Il n'est pas hyperbolique de considérer que la triste nouvelle a provoqué un "énorme manque à gagner". Et, si ce manque à gagner est financièrement digérable, considérant surtout que le voyage n'est pas annulé mais reporté, quoi que sine die, il ne fait néanmoins pas les affaires de Kinshasa vu d'un angle diplomatique.
Le Pape François a été la deuxième personnalité haut de gamme qui devrait visiter le pays de Malula, moins d'un mois seulement après le passage du Roi des Belges, Philippe, qui poursuit présentement son séjour en RDC du côté de Lubumbashi dans le Haut-Katanga.
Sa venue, le 2 juillet prochain, offrirait à Kinshasa une belle vitrine pour se vendre au monde. "La RDC était sur le point de gagner le pari, parce que la visite du Pape François, 37 ans après Jean-Paul II, allait intervenir après celle en cours du Roi des Belges. Du coup, l'attention de toute l'humanité devait se focaliser sur la RDC", a fait remarquer le même observateur, regrettant amèrement ce rendez-vous manqué.
Signes avant-coureurs de démission
Dans le regret, une question émerge: est-ce que seulement le Pape avait le choix pour éviter à la RDC ce manque à gagner? Pas sûr au regard de la succession des événements ces derniers mois du côté du Vatican. Ces événements, d'ailleurs, poussent plusieurs habitués des couloirs de la Place Saint Pierre à privilégier, avec une certaine dose de certitude, l'hypothèse de la démission de François de ses charges pontificales.
Selon le journal britannique The Guardian, l'inquiétude, dans le pré carré du Vatican, va crescendo quant à l’état de santé de l'Evêque de Rome, plusieurs de ses agissements, ces dernières semaines, laissant entrevoir qu'il va emboîter le pas à son plus proche prédécesseur Benoit XVI.
L'année dernière, le Pape François a subi une délicate intervention chirurgicale d'une stenose (rétrécissement de l'intestin) diverticulaire symptomatique du côlon.
Victime d’une rupture de ligament, ayant sensiblement réduit sa mobilité au point de l’empêcher de se tenir debout sans sa canne et d'exiger un rocking-chair à bord de la Papa mobile, le 265ème Successeur de Saint Pierre a, plus encore, plongé dans la tourmente quand, en début de mois de mai, il s'est publiquement affiché, pour la première fois, assis sur un fauteuil roulant.
Sentiment d'un pontificat bref
A la tourmente, le Pape François en a rajouté une décision "étrange", "inhabituelle" et "inattendue", en convoquant, pour le 27 août prochain, un consistoire. Objectif: créer de nouveaux Cardinaux. Parmi ceux-ci, certains seront éligibles au prochain conclave (rencontre secrète des Cardinaux en marge de laquelle ils élisent le nouveau Pape).

- Données fournies:
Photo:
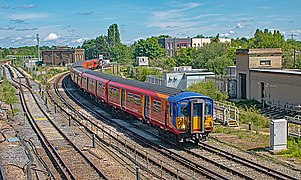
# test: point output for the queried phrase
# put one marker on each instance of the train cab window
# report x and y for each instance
(207, 109)
(184, 110)
(197, 107)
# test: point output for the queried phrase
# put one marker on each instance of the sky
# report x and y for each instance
(71, 22)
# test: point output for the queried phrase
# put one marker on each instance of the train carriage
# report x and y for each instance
(187, 115)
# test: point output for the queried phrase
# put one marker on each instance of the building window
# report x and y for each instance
(265, 62)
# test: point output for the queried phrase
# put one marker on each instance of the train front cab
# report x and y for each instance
(194, 118)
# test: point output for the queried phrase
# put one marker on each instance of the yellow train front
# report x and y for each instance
(191, 115)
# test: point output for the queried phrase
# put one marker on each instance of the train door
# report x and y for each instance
(197, 115)
(123, 99)
(146, 108)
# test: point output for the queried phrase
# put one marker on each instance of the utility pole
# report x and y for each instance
(38, 41)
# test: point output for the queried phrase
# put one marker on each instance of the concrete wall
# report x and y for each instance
(276, 62)
(282, 87)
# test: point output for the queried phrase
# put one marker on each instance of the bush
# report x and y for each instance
(294, 148)
(253, 115)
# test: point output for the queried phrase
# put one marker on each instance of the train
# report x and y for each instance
(187, 116)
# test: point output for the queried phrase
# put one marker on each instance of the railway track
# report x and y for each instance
(236, 165)
(70, 161)
(146, 152)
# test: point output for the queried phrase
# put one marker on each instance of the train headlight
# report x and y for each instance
(209, 123)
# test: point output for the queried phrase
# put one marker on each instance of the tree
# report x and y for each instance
(186, 56)
(120, 53)
(142, 72)
(218, 64)
(149, 48)
(208, 89)
(113, 35)
(209, 52)
(91, 50)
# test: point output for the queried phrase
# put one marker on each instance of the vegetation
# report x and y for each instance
(252, 115)
(293, 149)
(209, 89)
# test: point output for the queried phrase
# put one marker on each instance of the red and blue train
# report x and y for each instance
(187, 115)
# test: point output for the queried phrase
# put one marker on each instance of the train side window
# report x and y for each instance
(207, 109)
(137, 100)
(184, 111)
(157, 106)
(171, 114)
(111, 91)
(130, 97)
(101, 87)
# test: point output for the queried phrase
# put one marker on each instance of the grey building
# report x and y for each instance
(260, 76)
(174, 45)
(180, 80)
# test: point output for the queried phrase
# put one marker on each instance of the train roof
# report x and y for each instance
(134, 83)
(148, 86)
(184, 95)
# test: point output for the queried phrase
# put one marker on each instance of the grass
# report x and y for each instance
(241, 134)
(253, 115)
(293, 148)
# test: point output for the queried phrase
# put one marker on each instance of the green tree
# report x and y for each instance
(219, 63)
(208, 89)
(142, 72)
(149, 48)
(120, 53)
(91, 49)
(186, 56)
(113, 35)
(209, 53)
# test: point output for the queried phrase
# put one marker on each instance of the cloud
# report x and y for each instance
(26, 29)
(17, 21)
(239, 26)
(6, 6)
(80, 40)
(26, 6)
(24, 16)
(183, 33)
(7, 28)
(84, 13)
(174, 18)
(52, 36)
(265, 7)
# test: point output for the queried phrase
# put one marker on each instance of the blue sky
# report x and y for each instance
(70, 22)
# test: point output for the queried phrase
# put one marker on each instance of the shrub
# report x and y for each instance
(294, 148)
(253, 115)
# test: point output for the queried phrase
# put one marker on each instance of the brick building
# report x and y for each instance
(63, 55)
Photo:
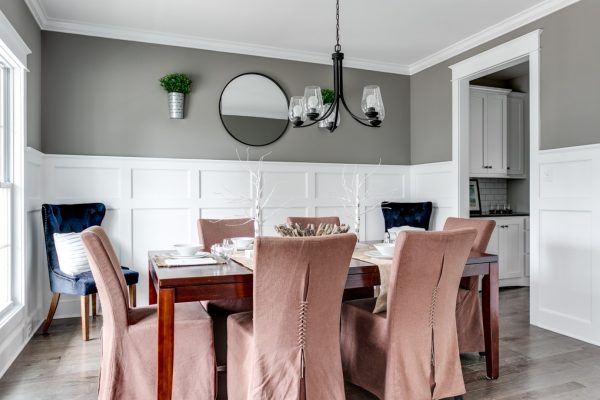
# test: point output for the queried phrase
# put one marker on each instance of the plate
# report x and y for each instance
(200, 254)
(376, 254)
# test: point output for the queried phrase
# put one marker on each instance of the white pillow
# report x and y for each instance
(72, 257)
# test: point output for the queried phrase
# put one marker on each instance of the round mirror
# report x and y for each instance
(254, 109)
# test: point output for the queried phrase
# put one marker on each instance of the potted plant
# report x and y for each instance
(328, 97)
(177, 85)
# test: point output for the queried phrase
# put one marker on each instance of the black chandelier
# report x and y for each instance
(311, 107)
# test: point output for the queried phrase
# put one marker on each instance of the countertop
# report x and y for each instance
(514, 214)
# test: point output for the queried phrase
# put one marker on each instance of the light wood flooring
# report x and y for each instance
(535, 363)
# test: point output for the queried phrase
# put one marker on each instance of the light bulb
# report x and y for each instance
(371, 100)
(297, 110)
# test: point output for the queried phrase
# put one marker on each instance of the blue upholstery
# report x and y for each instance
(416, 215)
(66, 218)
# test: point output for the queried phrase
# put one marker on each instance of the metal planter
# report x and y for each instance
(176, 101)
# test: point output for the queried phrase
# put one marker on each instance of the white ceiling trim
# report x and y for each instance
(510, 24)
(106, 31)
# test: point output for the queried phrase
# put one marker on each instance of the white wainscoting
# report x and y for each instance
(153, 203)
(436, 182)
(565, 242)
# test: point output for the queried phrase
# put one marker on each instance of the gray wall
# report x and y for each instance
(569, 86)
(102, 97)
(21, 19)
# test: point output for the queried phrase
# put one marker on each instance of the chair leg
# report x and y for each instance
(93, 295)
(85, 317)
(132, 296)
(51, 311)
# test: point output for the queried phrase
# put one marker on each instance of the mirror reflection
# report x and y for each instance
(254, 109)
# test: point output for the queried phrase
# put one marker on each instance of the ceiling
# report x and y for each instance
(400, 36)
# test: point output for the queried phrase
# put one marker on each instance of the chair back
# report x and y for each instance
(108, 276)
(213, 231)
(316, 221)
(416, 215)
(484, 228)
(67, 218)
(423, 358)
(298, 288)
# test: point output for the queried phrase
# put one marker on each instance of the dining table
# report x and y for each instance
(170, 285)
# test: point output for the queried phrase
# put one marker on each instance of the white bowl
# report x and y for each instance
(243, 243)
(385, 249)
(184, 249)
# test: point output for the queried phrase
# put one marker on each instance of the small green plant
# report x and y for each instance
(327, 95)
(179, 83)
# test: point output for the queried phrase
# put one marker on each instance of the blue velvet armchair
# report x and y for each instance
(416, 215)
(67, 218)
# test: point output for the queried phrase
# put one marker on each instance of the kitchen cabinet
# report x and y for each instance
(509, 242)
(497, 132)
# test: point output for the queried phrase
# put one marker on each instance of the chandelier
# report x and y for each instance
(311, 107)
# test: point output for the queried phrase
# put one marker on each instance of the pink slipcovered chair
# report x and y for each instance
(129, 336)
(410, 351)
(288, 347)
(213, 231)
(314, 220)
(469, 321)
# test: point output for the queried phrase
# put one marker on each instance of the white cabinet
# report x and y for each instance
(488, 131)
(509, 242)
(517, 112)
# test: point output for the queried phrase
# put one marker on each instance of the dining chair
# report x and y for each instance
(69, 218)
(288, 347)
(416, 215)
(210, 232)
(410, 351)
(316, 221)
(129, 336)
(469, 321)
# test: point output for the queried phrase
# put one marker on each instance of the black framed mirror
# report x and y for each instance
(254, 109)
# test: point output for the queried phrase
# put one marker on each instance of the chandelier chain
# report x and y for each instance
(337, 26)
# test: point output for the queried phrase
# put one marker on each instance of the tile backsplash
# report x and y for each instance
(493, 192)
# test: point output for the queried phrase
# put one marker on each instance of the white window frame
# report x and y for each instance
(13, 55)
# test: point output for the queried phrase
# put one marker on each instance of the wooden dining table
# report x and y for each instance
(232, 280)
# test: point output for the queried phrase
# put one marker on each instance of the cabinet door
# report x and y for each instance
(495, 133)
(516, 119)
(477, 130)
(510, 250)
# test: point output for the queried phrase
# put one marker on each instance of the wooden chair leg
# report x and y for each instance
(93, 295)
(85, 317)
(132, 296)
(51, 311)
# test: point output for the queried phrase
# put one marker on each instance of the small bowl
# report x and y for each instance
(186, 249)
(243, 243)
(385, 249)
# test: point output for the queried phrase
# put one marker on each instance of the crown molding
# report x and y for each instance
(111, 32)
(510, 24)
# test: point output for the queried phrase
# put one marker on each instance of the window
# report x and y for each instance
(6, 185)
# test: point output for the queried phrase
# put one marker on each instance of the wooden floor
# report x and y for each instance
(535, 363)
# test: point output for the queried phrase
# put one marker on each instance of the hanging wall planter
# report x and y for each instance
(177, 85)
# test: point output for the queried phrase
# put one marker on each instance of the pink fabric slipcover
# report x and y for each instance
(410, 352)
(129, 336)
(314, 220)
(469, 321)
(288, 347)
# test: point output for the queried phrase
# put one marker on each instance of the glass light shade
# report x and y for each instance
(297, 112)
(313, 102)
(328, 122)
(372, 103)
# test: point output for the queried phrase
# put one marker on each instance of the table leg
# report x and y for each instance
(152, 296)
(166, 337)
(491, 316)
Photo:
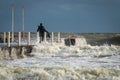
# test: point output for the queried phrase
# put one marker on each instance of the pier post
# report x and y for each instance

- Consignes de travail:
[A] Reproduisez le passage de l'article sur la visite du pape en RDC situé entre « Signes avant-coureurs de » et « ses charges pontificales. », ces deux passages inclus.
[B] Selon l'article sur la visite du pape en RDC, pourquoi la RDC était-elle « sur le point de gagner le pari » ? Répondez en une à trois phrases.

- Réponses attendues:
[A]
Signes avant-coureurs de démission
Dans le regret, une question émerge: est-ce que seulement le Pape avait le choix pour éviter à la RDC ce manque à gagner? Pas sûr au regard de la succession des événements ces derniers mois du côté du Vatican. Ces événements, d'ailleurs, poussent plusieurs habitués des couloirs de la Place Saint Pierre à privilégier, avec une certaine dose de certitude, l'hypothèse de la démission de François de ses charges pontificales.

[B] La visite du pape François, 37 ans après celle de Jean-Paul II, devait intervenir après celle, en cours, du roi des Belges. L'attention de toute l'humanité devait ainsi se focaliser sur la RDC.